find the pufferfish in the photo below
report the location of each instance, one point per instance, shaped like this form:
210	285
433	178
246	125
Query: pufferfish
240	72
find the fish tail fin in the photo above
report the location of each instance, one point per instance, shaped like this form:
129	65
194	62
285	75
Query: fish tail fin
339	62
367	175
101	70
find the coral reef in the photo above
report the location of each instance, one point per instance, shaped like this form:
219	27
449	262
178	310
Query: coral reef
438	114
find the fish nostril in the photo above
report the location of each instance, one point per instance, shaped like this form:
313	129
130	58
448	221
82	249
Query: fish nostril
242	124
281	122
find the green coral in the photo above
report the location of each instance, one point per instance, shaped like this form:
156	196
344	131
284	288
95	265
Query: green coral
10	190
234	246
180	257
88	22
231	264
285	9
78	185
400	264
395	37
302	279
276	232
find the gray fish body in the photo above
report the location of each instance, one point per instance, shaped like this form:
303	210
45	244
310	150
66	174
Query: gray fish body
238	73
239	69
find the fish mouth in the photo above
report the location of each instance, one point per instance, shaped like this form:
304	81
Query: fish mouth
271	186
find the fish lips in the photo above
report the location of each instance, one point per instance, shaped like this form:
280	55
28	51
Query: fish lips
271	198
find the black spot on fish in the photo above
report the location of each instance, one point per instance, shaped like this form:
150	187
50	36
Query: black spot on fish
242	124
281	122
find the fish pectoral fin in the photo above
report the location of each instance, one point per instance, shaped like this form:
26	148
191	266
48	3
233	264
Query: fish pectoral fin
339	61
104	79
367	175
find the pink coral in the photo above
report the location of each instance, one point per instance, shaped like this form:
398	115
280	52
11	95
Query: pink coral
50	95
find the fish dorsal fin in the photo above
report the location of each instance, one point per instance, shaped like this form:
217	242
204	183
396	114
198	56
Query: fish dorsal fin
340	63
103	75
◆ ◆ ◆
* **EXERCISE PROMPT**
Word for word, transcribe all of the entries shown above.

* **TASK SOLUTION**
find the pufferfish in the photo below
report the location of each instance, one point per instance, shaped like this form:
210	285
433	178
246	125
Query: pufferfish
240	72
find the fish tail fin in the photo above
report the location of each instance, one point per instance, shaped like this form:
129	65
194	62
285	75
Query: fish tail fin
339	62
367	175
101	70
find the coral reef in the photo above
report the location of each instance, one point per instance, shaped like this form:
219	27
449	262
178	310
Query: coral reef
438	114
find the fish nostril in the photo above
report the location of each instance, one point per instance, shaped like this form:
313	129
130	58
448	221
82	249
Query: fish nostril
242	124
281	122
find the green coral in the photo above
report the location of each instance, one point per instance, shaped like this form:
156	196
344	131
284	288
95	265
Query: green coral
10	190
234	246
180	257
88	22
231	264
285	9
78	185
400	264
395	37
302	279
276	232
find the gray fish body in the photo above
report the location of each instance, one point per instance, shaped like this form:
303	210
45	244
310	150
66	174
Query: gray fish body
238	73
239	69
find the fish mouth in the photo above
report the location of each instance, one point per instance, shaped like this form:
304	81
Query: fish mouth
271	186
find the fish lips in the photo above
report the location of each instance, one point per instance, shaped like this form:
280	55
28	51
Query: fish lips
271	198
find the black spot on fish in the photo above
report the location of each instance, one point per instance, shaped like this form:
150	187
50	36
Query: black spot on fish
242	124
281	122
find the fish pectoral fin in the photo above
report the location of each instance, one point per instance, shaped like this form:
26	148
191	266
48	3
233	264
Query: fish pectoral fin
339	61
104	79
367	175
find the pink coral in the photo above
report the location of each instance, one point per instance, shaped like this form:
398	115
280	52
11	95
Query: pink coral
50	95
find the fish dorsal fin in the photo above
report the location of each instance, one point per instance, shaped like this form:
217	242
204	183
396	114
198	56
Query: fish dorsal fin
340	63
103	75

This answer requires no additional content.